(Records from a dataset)
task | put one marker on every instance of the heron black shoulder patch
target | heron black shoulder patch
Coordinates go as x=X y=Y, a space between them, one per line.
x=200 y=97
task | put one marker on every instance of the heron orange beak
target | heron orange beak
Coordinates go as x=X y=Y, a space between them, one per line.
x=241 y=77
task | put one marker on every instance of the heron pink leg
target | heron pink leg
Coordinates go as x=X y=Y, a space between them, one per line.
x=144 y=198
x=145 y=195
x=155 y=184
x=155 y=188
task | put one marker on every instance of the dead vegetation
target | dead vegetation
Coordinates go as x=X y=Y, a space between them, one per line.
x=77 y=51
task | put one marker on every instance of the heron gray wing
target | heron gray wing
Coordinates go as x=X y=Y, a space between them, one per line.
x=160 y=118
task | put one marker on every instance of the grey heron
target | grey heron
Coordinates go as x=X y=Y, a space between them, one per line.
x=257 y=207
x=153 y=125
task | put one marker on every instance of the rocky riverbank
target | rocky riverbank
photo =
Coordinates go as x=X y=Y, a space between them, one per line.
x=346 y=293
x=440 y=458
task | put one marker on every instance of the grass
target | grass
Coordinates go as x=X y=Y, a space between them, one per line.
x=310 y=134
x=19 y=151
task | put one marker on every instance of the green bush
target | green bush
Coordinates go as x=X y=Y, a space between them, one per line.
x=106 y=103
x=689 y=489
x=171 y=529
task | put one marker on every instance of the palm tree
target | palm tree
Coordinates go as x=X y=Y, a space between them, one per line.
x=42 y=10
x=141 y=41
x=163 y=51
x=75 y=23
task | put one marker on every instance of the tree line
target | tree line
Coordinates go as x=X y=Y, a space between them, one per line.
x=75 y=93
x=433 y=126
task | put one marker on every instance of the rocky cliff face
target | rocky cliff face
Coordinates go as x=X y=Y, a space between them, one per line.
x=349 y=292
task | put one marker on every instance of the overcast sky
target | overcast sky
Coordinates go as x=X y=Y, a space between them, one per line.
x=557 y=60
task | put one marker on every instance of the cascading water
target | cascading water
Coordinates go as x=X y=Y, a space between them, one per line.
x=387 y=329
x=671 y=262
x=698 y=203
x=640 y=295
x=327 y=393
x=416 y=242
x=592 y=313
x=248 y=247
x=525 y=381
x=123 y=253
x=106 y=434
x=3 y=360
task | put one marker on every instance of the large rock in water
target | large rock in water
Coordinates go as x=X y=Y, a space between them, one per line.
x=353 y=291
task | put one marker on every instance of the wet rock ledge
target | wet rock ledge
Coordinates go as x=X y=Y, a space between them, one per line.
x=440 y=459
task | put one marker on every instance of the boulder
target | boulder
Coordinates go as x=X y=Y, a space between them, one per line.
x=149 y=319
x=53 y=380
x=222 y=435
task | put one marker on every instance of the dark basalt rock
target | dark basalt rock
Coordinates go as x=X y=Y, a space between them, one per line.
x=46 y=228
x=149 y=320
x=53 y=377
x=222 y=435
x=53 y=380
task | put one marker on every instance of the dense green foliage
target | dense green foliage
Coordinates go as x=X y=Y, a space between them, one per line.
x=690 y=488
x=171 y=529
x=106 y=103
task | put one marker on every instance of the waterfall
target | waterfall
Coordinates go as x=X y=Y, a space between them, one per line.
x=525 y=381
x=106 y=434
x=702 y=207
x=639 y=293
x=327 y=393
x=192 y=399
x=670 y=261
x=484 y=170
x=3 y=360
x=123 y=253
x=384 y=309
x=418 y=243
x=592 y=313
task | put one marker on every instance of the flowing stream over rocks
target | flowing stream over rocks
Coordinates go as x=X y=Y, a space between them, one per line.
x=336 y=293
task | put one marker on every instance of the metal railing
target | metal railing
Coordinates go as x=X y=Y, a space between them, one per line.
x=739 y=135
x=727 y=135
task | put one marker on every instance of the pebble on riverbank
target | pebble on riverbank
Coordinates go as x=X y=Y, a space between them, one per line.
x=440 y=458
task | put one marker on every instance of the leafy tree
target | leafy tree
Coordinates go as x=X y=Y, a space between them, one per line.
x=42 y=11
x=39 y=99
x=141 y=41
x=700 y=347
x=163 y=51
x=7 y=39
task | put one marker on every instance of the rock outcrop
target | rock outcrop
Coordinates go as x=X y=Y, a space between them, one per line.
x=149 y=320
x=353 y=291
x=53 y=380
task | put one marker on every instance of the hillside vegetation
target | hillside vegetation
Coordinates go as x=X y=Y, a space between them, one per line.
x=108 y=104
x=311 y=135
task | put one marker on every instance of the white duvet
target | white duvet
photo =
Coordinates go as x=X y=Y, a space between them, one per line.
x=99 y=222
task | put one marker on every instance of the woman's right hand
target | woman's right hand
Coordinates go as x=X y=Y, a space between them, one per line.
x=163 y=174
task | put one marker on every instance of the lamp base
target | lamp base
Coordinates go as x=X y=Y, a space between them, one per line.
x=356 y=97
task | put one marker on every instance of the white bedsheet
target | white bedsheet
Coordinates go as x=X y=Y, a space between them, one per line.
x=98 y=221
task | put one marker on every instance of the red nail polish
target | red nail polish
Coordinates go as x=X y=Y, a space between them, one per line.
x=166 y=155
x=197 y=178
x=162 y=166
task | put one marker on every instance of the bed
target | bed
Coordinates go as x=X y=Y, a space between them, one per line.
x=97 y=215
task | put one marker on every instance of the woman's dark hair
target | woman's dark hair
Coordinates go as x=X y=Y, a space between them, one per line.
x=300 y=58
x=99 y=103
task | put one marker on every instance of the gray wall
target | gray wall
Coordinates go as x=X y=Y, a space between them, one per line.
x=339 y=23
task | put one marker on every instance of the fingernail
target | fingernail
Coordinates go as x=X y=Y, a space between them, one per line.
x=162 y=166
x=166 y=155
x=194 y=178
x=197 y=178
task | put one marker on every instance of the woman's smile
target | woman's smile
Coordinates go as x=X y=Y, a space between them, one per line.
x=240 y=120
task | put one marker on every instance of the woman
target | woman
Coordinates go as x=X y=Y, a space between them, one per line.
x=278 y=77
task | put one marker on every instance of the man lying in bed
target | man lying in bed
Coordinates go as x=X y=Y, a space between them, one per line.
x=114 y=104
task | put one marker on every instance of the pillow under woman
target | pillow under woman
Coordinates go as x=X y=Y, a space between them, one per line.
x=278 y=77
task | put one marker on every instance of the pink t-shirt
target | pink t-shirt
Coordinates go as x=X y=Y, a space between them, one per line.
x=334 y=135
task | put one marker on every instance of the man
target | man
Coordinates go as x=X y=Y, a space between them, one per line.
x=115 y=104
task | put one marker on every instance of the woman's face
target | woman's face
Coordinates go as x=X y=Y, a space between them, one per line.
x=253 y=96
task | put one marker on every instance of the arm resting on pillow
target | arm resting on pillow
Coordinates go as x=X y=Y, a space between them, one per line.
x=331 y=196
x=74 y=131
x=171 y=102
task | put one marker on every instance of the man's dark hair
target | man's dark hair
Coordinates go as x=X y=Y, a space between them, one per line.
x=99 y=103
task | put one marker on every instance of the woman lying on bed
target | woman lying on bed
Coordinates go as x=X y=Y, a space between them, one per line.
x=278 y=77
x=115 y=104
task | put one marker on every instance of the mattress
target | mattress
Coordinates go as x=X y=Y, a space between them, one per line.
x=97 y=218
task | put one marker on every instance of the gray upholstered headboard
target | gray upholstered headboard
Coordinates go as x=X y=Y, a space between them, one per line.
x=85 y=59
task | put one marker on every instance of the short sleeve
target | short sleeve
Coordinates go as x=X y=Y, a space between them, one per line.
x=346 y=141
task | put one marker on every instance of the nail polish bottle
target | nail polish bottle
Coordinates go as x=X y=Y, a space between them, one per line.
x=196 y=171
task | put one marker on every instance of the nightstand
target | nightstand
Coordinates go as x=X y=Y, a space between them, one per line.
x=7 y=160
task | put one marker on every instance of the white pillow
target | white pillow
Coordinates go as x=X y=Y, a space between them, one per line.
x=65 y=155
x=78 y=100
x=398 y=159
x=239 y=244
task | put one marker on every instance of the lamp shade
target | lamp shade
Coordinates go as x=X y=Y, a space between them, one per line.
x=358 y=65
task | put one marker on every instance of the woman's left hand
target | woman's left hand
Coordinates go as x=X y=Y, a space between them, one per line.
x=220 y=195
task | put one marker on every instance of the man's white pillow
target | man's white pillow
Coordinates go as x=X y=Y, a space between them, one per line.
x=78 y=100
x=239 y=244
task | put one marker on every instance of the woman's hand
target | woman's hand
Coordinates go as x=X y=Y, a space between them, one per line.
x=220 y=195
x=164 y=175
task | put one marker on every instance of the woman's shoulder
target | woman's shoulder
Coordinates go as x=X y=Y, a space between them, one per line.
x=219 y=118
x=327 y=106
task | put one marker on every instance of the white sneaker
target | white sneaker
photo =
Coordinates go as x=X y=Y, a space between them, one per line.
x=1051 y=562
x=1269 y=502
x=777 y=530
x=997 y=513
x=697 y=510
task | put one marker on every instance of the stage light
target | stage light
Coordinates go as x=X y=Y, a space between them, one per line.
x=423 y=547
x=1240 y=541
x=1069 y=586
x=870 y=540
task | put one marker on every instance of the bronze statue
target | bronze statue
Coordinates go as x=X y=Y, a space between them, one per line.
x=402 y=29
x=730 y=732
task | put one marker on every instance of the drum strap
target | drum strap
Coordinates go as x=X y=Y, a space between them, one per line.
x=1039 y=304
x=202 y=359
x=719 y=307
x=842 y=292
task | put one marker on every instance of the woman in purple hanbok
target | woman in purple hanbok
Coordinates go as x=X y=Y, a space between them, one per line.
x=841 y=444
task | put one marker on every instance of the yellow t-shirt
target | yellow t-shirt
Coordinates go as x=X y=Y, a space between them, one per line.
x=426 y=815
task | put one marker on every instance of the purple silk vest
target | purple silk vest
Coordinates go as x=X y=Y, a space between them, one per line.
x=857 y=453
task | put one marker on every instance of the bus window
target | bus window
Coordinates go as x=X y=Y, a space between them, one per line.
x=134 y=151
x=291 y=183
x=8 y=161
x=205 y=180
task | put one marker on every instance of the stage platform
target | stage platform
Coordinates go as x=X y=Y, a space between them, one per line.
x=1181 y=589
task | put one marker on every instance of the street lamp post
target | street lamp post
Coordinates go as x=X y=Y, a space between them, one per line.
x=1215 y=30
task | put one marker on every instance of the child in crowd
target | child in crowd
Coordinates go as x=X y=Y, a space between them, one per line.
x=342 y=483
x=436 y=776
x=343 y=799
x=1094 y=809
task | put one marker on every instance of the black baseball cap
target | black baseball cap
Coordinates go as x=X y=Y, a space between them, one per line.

▶ _The request_
Print the lines above exactly as they appear, starting with the line containing "task | put one marker on every instance of the dense" and ending with the line containing "x=336 y=293", both included.

▶ _Task answer_
task | put one marker on every instance of the dense green foliage
target | dense green foliage
Coordinates go as x=X y=Y, a space between them, one per line.
x=690 y=488
x=171 y=529
x=106 y=103
task | put one marker on every instance of the waterfall
target | waterfall
Coordinates go as x=X y=Y, a space between them, one per line.
x=525 y=381
x=106 y=434
x=702 y=207
x=639 y=293
x=327 y=393
x=192 y=399
x=670 y=261
x=484 y=170
x=3 y=360
x=123 y=253
x=384 y=309
x=418 y=243
x=592 y=313
task | put one marker on every instance of the flowing stream over rocks
target | flowing stream over rocks
Coordinates go as x=X y=Y, a space between them, one per line.
x=336 y=293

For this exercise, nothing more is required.